Goal >> Extract, word for word, everything from the start of the rows below down to the line containing "x=439, y=367", with both of those lines included.

Dataset extract >>
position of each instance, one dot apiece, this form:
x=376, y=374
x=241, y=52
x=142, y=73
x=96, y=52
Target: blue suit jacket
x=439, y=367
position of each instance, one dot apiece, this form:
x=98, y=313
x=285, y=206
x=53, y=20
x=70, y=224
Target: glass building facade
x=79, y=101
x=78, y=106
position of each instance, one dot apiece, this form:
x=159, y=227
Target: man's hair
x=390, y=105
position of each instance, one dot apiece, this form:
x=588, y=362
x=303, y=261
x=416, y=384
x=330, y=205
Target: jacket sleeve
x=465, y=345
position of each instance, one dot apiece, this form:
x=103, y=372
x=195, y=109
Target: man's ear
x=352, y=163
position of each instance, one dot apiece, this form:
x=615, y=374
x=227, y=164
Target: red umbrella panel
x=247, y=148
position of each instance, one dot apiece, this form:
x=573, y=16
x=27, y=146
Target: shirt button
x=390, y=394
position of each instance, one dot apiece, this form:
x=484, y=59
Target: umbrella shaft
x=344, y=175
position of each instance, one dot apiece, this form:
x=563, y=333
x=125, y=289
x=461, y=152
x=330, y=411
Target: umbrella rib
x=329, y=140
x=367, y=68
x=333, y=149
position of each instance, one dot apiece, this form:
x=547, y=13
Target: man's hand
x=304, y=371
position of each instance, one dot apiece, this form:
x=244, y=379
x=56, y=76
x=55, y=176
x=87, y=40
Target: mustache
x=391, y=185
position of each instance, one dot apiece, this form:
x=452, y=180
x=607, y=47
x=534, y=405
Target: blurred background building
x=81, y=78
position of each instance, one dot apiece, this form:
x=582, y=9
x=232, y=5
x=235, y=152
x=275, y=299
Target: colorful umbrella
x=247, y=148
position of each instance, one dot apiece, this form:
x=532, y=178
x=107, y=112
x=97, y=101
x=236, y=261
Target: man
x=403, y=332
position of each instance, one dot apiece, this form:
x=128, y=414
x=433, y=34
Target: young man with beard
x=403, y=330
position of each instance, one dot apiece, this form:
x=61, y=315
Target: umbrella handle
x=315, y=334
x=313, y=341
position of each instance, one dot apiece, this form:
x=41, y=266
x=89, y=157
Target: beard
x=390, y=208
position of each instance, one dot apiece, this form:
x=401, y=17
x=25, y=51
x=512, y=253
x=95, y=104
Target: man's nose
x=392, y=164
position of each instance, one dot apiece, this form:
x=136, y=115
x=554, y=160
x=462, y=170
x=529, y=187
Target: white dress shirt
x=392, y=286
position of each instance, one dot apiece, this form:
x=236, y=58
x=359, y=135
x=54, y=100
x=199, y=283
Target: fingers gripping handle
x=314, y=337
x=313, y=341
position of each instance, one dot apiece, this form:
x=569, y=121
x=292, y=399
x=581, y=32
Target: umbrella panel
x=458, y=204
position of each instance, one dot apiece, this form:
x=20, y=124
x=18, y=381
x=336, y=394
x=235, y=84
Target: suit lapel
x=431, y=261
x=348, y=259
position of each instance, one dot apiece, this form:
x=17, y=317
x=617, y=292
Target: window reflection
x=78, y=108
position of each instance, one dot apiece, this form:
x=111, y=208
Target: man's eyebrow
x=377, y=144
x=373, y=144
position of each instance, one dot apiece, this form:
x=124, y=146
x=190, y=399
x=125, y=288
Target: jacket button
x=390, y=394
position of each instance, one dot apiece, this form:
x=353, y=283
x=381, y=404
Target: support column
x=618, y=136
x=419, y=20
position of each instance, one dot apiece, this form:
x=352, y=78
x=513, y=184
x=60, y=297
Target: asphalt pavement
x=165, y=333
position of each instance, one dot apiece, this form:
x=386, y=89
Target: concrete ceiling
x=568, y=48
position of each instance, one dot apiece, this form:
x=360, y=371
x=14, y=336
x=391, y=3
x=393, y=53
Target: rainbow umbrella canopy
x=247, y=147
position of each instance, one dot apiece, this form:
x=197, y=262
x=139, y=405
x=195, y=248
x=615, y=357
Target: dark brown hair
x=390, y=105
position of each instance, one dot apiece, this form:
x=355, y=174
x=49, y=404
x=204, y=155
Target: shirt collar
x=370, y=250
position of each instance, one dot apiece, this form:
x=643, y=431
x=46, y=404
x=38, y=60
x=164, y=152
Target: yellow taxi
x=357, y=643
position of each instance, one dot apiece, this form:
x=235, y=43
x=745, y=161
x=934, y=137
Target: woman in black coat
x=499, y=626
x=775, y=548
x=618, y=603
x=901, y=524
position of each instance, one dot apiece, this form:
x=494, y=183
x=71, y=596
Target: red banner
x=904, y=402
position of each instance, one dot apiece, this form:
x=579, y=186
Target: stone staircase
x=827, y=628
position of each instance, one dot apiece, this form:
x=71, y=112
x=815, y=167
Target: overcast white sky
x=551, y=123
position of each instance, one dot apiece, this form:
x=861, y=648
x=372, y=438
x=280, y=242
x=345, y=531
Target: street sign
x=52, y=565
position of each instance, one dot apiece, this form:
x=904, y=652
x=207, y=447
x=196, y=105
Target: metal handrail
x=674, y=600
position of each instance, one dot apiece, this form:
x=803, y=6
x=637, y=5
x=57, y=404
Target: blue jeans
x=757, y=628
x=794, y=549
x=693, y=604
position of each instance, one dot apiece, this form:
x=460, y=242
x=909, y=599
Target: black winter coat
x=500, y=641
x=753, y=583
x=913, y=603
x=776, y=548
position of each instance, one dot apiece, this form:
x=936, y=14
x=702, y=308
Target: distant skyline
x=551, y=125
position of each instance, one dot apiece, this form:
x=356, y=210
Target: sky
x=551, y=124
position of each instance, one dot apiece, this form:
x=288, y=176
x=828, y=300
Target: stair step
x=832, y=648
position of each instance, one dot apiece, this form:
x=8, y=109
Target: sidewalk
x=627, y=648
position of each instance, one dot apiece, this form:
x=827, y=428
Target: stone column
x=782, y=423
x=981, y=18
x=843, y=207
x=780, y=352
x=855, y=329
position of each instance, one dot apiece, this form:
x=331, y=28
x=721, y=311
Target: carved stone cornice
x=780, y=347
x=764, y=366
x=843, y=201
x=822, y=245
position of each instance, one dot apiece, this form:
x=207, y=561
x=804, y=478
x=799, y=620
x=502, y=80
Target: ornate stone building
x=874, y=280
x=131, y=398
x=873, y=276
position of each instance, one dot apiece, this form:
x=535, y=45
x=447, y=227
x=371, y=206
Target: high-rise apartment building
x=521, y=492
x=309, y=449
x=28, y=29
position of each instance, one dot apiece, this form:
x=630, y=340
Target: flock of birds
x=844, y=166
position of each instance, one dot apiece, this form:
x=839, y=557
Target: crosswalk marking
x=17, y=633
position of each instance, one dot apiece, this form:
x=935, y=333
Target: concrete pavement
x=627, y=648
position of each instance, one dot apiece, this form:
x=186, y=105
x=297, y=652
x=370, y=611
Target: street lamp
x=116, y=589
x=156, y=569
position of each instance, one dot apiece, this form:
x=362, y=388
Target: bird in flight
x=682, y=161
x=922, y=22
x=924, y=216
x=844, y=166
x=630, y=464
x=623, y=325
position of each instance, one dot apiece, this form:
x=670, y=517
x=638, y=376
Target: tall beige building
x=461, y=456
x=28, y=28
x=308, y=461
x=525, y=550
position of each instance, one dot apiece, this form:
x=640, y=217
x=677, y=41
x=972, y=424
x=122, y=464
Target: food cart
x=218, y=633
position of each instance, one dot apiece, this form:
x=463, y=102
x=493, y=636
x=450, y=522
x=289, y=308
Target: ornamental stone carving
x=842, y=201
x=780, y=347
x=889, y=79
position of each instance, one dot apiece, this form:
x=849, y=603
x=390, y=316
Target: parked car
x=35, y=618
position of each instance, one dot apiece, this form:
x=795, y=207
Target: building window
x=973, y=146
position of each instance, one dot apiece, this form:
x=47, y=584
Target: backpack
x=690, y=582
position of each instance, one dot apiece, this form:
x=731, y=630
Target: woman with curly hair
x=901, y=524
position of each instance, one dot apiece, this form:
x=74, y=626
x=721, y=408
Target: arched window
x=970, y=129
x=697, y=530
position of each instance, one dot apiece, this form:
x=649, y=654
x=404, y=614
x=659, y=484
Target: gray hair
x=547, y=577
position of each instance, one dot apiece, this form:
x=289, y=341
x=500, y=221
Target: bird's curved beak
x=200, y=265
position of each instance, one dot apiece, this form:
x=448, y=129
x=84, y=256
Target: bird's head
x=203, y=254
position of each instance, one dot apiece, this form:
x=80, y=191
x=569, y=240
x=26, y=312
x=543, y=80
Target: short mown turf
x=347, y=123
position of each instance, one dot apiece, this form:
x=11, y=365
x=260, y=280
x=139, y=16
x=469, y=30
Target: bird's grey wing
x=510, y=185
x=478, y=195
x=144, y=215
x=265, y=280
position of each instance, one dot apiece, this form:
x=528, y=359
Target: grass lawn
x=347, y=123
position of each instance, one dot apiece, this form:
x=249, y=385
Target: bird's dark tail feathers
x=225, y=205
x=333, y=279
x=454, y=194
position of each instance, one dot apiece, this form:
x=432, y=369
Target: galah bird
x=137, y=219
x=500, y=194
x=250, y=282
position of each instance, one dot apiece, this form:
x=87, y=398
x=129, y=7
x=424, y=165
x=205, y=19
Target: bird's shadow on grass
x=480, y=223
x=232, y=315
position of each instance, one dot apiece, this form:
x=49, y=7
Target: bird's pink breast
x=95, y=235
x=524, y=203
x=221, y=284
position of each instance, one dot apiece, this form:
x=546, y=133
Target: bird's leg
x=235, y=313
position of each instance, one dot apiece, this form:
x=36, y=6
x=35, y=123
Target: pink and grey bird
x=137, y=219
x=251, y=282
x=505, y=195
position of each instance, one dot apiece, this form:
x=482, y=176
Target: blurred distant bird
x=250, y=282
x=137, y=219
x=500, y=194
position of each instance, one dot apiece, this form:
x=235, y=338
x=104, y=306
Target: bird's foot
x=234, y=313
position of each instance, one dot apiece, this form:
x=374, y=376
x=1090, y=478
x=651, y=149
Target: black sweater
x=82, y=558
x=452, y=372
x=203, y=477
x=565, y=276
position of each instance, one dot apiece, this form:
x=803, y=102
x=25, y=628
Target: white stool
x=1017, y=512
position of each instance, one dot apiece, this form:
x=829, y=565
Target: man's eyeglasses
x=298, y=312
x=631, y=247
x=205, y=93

Complete answer >>
position of each instance, one dot apiece, this form:
x=376, y=374
x=241, y=52
x=142, y=73
x=96, y=52
Target: blue suit jacket
x=439, y=367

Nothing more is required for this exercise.